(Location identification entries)

┌──

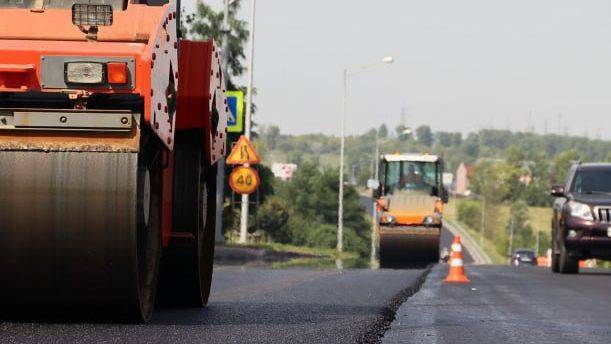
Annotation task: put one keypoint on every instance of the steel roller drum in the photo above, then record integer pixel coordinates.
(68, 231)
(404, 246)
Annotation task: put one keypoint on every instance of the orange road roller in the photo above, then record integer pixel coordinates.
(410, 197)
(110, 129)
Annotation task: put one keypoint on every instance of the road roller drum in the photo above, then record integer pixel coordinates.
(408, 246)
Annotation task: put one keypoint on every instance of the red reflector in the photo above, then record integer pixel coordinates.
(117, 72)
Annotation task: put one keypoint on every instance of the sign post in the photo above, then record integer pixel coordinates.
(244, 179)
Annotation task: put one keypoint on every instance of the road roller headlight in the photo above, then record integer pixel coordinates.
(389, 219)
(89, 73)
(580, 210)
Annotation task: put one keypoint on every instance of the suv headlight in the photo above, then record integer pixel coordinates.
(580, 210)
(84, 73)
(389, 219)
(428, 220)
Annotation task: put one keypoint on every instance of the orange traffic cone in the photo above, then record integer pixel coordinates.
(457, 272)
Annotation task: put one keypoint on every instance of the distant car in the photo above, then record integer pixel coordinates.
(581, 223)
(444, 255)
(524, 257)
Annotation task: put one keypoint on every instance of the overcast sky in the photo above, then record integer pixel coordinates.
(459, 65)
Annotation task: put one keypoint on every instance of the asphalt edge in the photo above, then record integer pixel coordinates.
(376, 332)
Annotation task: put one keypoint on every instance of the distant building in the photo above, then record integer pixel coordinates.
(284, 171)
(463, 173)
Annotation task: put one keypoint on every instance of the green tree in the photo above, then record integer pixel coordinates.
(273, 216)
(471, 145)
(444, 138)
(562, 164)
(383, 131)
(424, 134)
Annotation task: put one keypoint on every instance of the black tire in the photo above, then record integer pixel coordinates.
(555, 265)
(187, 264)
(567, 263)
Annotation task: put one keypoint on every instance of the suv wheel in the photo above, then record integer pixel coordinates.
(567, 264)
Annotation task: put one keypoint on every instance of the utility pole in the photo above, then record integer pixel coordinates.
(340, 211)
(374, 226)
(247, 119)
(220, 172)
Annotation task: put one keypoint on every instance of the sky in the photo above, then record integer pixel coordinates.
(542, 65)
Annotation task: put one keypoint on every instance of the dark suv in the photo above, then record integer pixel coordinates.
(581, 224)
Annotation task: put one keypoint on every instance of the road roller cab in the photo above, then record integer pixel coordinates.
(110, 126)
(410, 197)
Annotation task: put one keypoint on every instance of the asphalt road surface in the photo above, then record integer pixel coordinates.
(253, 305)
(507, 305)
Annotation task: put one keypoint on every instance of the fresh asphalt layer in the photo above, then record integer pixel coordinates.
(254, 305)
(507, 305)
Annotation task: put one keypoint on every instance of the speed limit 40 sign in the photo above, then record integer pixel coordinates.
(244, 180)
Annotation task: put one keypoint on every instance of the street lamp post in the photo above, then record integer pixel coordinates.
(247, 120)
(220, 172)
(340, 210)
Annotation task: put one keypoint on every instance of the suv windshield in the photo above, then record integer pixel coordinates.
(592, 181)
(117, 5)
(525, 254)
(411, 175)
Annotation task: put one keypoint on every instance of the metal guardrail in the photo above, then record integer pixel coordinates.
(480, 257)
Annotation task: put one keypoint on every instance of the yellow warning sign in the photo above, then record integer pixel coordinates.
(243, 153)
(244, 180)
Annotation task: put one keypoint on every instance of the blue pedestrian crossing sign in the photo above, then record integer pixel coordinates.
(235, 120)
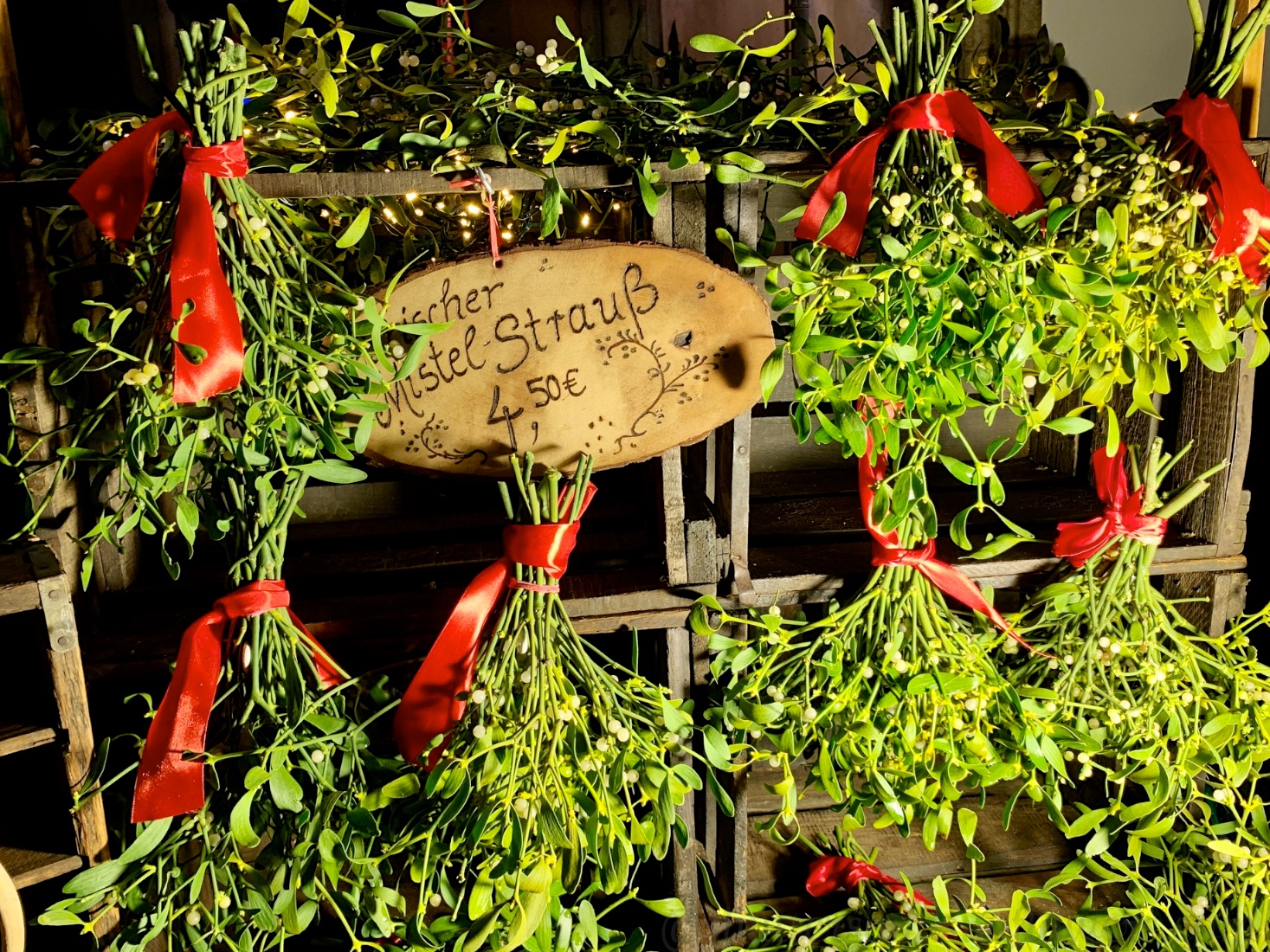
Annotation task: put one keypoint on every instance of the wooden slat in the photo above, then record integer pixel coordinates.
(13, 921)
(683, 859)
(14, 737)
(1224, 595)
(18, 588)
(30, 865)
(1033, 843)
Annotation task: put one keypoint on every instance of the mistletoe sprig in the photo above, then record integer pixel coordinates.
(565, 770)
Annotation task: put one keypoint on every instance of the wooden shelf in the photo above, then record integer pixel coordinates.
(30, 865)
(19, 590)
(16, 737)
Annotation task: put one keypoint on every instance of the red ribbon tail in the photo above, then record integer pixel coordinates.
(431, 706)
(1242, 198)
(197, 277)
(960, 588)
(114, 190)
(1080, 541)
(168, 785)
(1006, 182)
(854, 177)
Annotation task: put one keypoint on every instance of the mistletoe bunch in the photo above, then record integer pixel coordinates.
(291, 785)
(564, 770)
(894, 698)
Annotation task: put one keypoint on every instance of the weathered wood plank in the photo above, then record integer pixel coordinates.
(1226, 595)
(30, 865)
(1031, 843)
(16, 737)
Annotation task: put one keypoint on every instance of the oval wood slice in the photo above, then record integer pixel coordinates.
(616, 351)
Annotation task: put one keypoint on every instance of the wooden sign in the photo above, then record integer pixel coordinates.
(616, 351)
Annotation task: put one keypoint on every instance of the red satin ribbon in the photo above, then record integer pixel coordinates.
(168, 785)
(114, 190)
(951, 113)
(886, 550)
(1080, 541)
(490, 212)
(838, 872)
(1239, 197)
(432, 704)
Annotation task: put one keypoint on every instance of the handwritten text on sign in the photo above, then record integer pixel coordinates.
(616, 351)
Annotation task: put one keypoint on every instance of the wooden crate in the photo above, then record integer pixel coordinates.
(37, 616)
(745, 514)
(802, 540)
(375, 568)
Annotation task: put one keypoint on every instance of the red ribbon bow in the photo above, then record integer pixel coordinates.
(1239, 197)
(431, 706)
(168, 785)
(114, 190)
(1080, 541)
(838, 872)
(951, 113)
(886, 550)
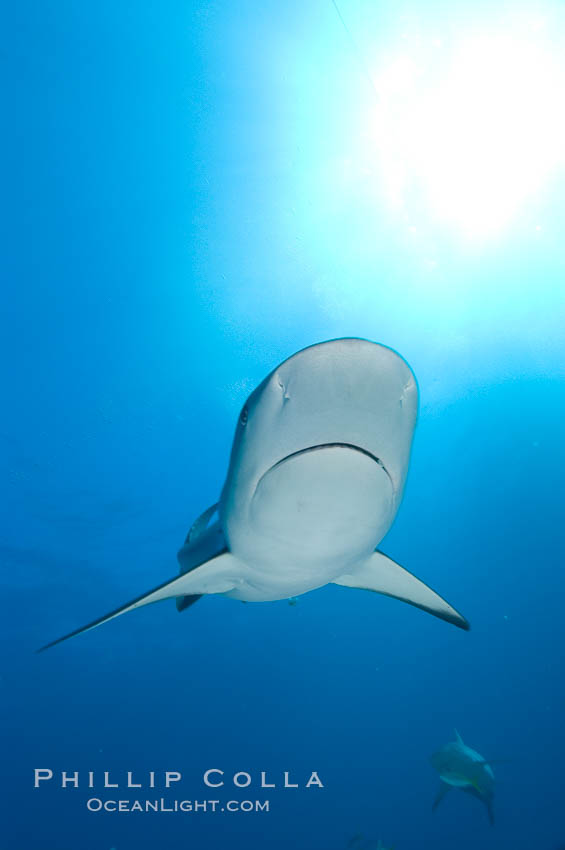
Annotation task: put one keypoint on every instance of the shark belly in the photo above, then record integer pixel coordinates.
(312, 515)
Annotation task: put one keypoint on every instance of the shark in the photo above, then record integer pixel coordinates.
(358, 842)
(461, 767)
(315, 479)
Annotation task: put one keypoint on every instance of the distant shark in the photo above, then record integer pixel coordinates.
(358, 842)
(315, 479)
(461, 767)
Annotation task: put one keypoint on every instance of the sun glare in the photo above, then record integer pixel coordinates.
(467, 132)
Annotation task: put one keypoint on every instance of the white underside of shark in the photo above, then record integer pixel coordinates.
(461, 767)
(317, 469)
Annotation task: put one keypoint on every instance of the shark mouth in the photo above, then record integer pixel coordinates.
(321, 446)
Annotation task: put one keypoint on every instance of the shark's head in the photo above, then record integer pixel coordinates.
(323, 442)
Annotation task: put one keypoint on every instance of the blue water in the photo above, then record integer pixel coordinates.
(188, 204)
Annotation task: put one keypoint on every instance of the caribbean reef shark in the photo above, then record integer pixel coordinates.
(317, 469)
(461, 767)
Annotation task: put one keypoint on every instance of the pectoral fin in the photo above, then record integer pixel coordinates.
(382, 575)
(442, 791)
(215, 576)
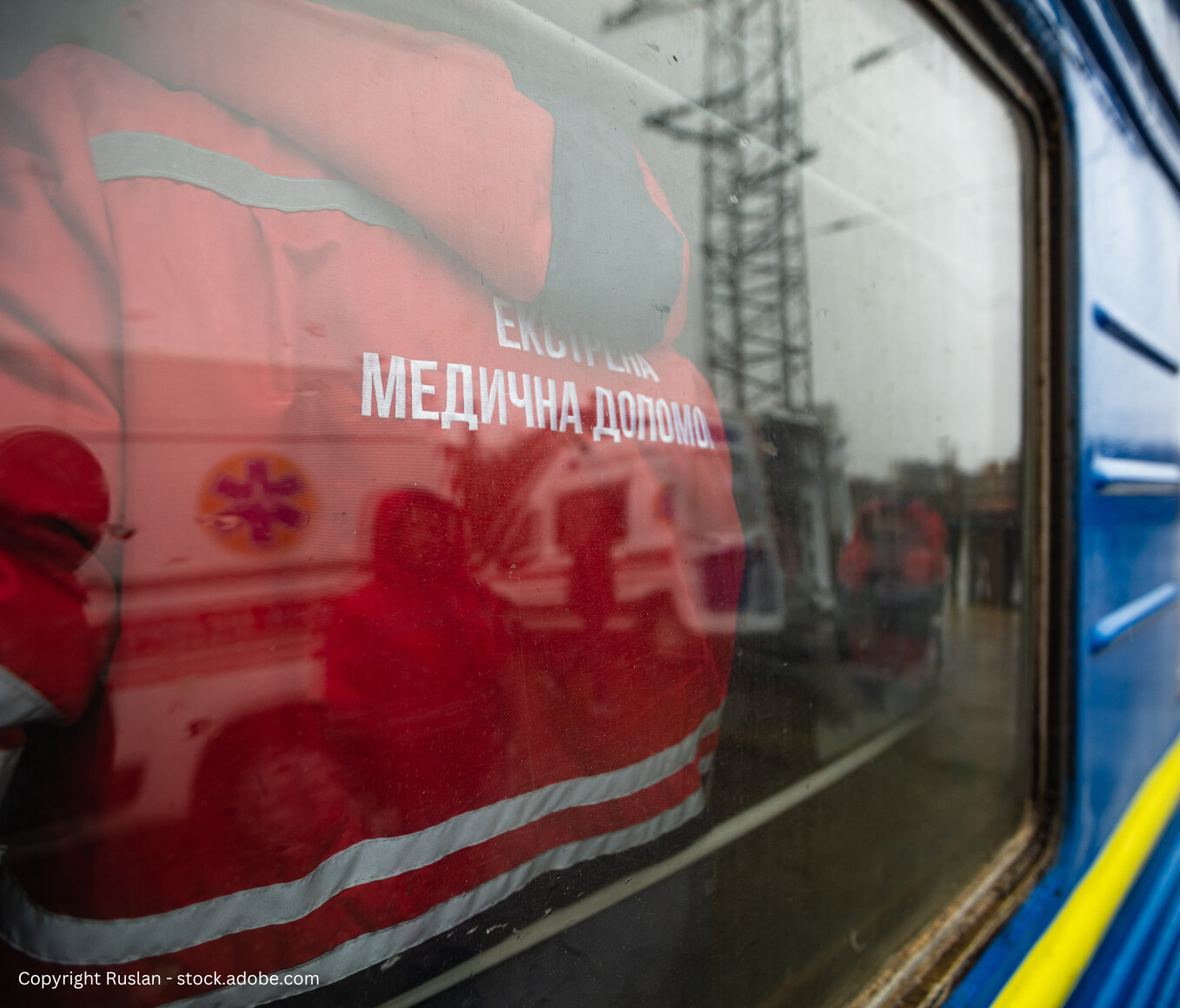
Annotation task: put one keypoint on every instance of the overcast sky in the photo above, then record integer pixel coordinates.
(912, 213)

└──

• GIVEN TASK: Reproduce the entire listing above verbatim, leaving out the pictures.

• EXERCISE ANSWER:
Annotation task: put one keypoint on every instance of the steel roller drum in the photo above, then record integer pixel coordinates.
(68, 231)
(404, 246)
Annotation task: put one keypoint on every instance of the orange road roller in the photo above, then record integer pixel coordinates.
(410, 197)
(110, 129)
Annotation task: put one keypoint on every instance of the road roller drum in the photo above, then record integer pixel coordinates.
(408, 246)
Annotation task: put one keypoint on every instance of the red reflector in the photo above, then record integer pixel coordinates.
(117, 72)
Annotation task: put one keypoint on every instance of the sign post in the photo above, then record integer pixel coordinates.
(244, 179)
Annotation task: put one keypoint on every instance of the road roller headlight in the photo above, then record integer pixel coordinates.
(389, 219)
(89, 73)
(580, 210)
Annotation task: put one keypoint on every instance of the suv headlight in the photo above, then record integer pixel coordinates.
(580, 210)
(84, 73)
(389, 219)
(428, 220)
Annotation task: put one keypoint on every instance of the orange traffic cone in the photo above, then record integer pixel coordinates.
(457, 272)
Annotation task: put one keypoint on every instance of the distant car in the photo above, then record integer pixel coordinates.
(581, 223)
(444, 255)
(524, 257)
Annotation task: put one keypoint on every instance of the overcast sky in the photo above, then record integer pixel coordinates.
(459, 65)
Annotation task: put one keypoint on every instance of the asphalt edge in the photo above, then record integer pixel coordinates.
(376, 332)
Annotation task: put one keypoint on every instance of the distant building in the photo above, then record integer pixel coordinates.
(284, 171)
(463, 173)
Annotation task: put one keypoint on every instance of the green tree in the photo above, then record integer pixel coordinates.
(273, 216)
(471, 145)
(444, 138)
(562, 164)
(383, 131)
(424, 134)
Annotation task: put one keypoint on every instance of the black tire in the photo above, then record integer pixel coordinates.
(555, 265)
(187, 264)
(567, 263)
Annotation task: put one keypoint on every instance of the suv wheel in the photo above, then record integer pixel coordinates.
(567, 264)
Annotation task: put one keypoint on every instance of the utility pole in the photo above, then record integer pixel coordinates.
(340, 211)
(374, 226)
(247, 119)
(220, 172)
Annotation task: put one keypoint on every instance of the sky in the photo above, then record integer pixel coordinates.
(542, 65)
Annotation task: put one keypoint on every instance of the dark suv in the photo above, then record integer pixel coordinates.
(581, 224)
Annotation task: put one keypoint on every instance of the road roller cab in the photo above, then record integer pixel coordinates.
(110, 126)
(410, 197)
Annotation task: put one keypoint on every instance of the asphalt road surface in the photo above, then record integer pixel coordinates.
(253, 305)
(507, 305)
Annotation task: put one keypoint on every instance of the fresh asphalt layer in the photo above, then record integer pixel coordinates.
(254, 305)
(507, 305)
Annotation task: put one keypoint on every instance of the speed limit 40 sign in the photo above, then record integer pixel coordinates.
(244, 180)
Annotation task: put one keypoint on every instance of the street lamp post in the photo above, then record integer pixel coordinates.
(247, 120)
(220, 172)
(340, 210)
Annotation task: put one keypoint on every instance of the suv windshield in the photo above, then record integer pixel coordinates.
(592, 181)
(117, 5)
(525, 254)
(411, 175)
Annotation task: put one keypoint on every instance of the metal guardrail in the photo above, then record integer pixel coordinates.
(480, 257)
Annotation task: put one keypoint on every instance of the yellow warning sign in the photo above, then record integer pixel coordinates.
(243, 153)
(244, 180)
Annotation task: put one keypoint on every instance of the blue pedestrian crossing sign in the photo above, then record integer pixel coordinates.
(235, 120)
Annotation task: put one keypoint on every instance of the wooden slat in the photo above, then record integer pixel coordinates.
(13, 921)
(683, 859)
(14, 737)
(1224, 595)
(18, 588)
(30, 865)
(1033, 843)
Annotation task: put one keypoint on every instance of the mistletoe sprig in the photo above, then record integer pixel coordinates.
(565, 770)
Annotation task: put one keypoint on every instance of the wooden shelf in the photo above, then record integer pixel coordinates.
(30, 865)
(19, 590)
(16, 737)
Annotation task: put one keypoint on every instance of the red ribbon tail in the photo above, then record integer pixel coordinates.
(431, 706)
(1242, 198)
(197, 277)
(960, 588)
(114, 190)
(1080, 541)
(168, 785)
(1006, 182)
(854, 177)
Annotation task: put one keypoint on every instance of the mistletoe bunch in the photo above, then record integer pixel coordinates.
(291, 785)
(564, 770)
(894, 698)
Annotation task: put one keypoint on every instance of the weathered wood plank in the photo above, then record integer pixel coordinates.
(1226, 595)
(30, 865)
(1031, 843)
(16, 737)
Annotation task: put one keypoint on every instance of the oval wood slice in the photo above, then record integer pixel coordinates.
(616, 351)
Annotation task: put one keypoint on every instance of the wooden sign in the photo above, then record integer pixel coordinates.
(616, 351)
Annotation task: put one keypoint on every instance of the red satin ribbon in the photo above, then record integer pixel coordinates.
(168, 785)
(114, 190)
(951, 113)
(886, 550)
(1080, 541)
(490, 212)
(838, 872)
(1239, 197)
(432, 704)
Annotation task: put one keypoint on every instance of the handwritten text on sign in the photo above, then record integer pixel coordinates.
(616, 351)
Annotation task: put one keypoint on every instance of the wooden crate in the photo above, then record integer pixel coordinates.
(37, 616)
(745, 514)
(802, 540)
(375, 568)
Annotation task: put one keypoint on every instance of the red ribbon bow in the photo above, then record integer pixel coordinates.
(1239, 197)
(431, 706)
(168, 785)
(114, 190)
(1080, 541)
(838, 872)
(951, 113)
(886, 550)
Annotation task: put one keypoint on every instance of the shark belly in the photo above, then record integer pixel coordinates.
(312, 515)
Annotation task: put one keypoint on every instance of the shark in the photo above, then record integer pixel coordinates.
(358, 842)
(461, 767)
(315, 479)
Annotation task: put one keypoint on every instance of the distant shark in the photo above, then record integer pixel coordinates.
(358, 842)
(315, 479)
(461, 767)
Annotation task: put one keypoint on every instance of the sun glare in the photo above, then record integer pixel coordinates.
(467, 132)
Annotation task: put one keypoint on every instance of the white underside of shark in the photo above, then record integer pixel coordinates.
(461, 767)
(317, 469)
Annotation task: put one keypoint on every instance of the shark mouth in the photo above, then record integer pixel coordinates.
(321, 446)
Annotation task: put one keypoint on every instance of the shark's head in the photo above, then record integer pixel coordinates.
(323, 442)
Annotation task: put one keypoint on every instance of the blue water in the photo above, then record integer pixel coordinates.
(188, 204)
Annotation task: put one keypoint on every instance of the caribbean reef shark in the photo above, then record integer pixel coordinates.
(317, 469)
(461, 767)
Annotation task: put one keypoint on every instance of the pectoral fin in the photo above, then record integer pixel coordinates.
(382, 575)
(442, 791)
(215, 576)
Annotation task: put one keypoint on every instance of the overcast sky in the photo above, then record integer pixel coordinates.
(912, 213)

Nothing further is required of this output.